Dataset entries:

-- -- --

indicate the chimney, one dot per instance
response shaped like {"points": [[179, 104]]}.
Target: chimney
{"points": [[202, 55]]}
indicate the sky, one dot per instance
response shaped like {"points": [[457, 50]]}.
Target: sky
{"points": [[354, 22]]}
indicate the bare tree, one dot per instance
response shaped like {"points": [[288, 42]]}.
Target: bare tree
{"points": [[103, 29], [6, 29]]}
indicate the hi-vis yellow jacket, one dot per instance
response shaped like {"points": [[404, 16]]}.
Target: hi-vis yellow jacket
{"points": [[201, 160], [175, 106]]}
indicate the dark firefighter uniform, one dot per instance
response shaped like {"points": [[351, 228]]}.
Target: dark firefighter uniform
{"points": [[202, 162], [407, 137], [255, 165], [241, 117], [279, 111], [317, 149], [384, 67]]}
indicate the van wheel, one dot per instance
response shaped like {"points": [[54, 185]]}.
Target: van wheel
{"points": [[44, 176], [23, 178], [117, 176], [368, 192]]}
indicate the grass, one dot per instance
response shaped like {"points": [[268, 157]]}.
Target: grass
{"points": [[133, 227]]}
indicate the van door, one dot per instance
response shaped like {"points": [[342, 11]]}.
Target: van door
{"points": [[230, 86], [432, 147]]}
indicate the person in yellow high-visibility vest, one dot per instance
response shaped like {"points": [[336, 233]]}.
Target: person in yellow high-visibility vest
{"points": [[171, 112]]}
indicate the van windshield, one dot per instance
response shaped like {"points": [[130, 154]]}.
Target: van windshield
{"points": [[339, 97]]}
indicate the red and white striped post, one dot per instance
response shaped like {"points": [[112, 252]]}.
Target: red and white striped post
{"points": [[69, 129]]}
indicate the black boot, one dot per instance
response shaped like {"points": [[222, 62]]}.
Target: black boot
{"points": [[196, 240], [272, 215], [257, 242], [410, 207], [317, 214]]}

-- -- --

**What is needed**
From the line containing "indicate the bare tree, one dot per instance" to the last line of the data above, copy each line exactly and add nothing.

**Response to the exercise**
indicate the bare tree, one dot per instance
response shaped like {"points": [[288, 42]]}.
Target: bare tree
{"points": [[103, 29], [6, 29]]}
indicate the hi-vis yellow jacket, one dot per instance
response shaped like {"points": [[404, 16]]}.
Target: hi-vis yellow jacket
{"points": [[201, 160], [175, 106]]}
indicate the dark firefighter uniform, one dot per instance
response shaped like {"points": [[351, 228]]}.
Target: dark firefighter uniform
{"points": [[202, 162], [407, 137], [255, 165], [241, 117], [279, 111], [317, 149], [384, 67]]}
indicate the van wheel, one dot per instance
response shaped like {"points": [[54, 185]]}.
Target: van wheel
{"points": [[44, 176], [23, 178], [117, 176], [368, 192]]}
indicate the grass, one dot per instance
response shaped like {"points": [[268, 157]]}.
Target: grass
{"points": [[133, 227]]}
indicate the van door, one dot per instance
response shaped like {"points": [[342, 11]]}.
Target: van door
{"points": [[230, 86], [432, 147]]}
indicate the person in yellow high-visibility vest, one dot per instance
response shaped like {"points": [[336, 233]]}.
Target: person in yellow high-visibility vest
{"points": [[171, 112]]}
indicate the van windshield, one dot per instance
response shaped like {"points": [[130, 154]]}.
Target: van windshield
{"points": [[339, 97]]}
indicate the red and white striped post, one dot per instance
response shaped like {"points": [[112, 252]]}.
Target: red and white striped post
{"points": [[69, 129]]}
indicate the black boot, one dot per instance
response shaped like {"points": [[222, 62]]}.
Target: black boot
{"points": [[196, 240], [272, 215], [257, 242], [410, 207], [317, 214]]}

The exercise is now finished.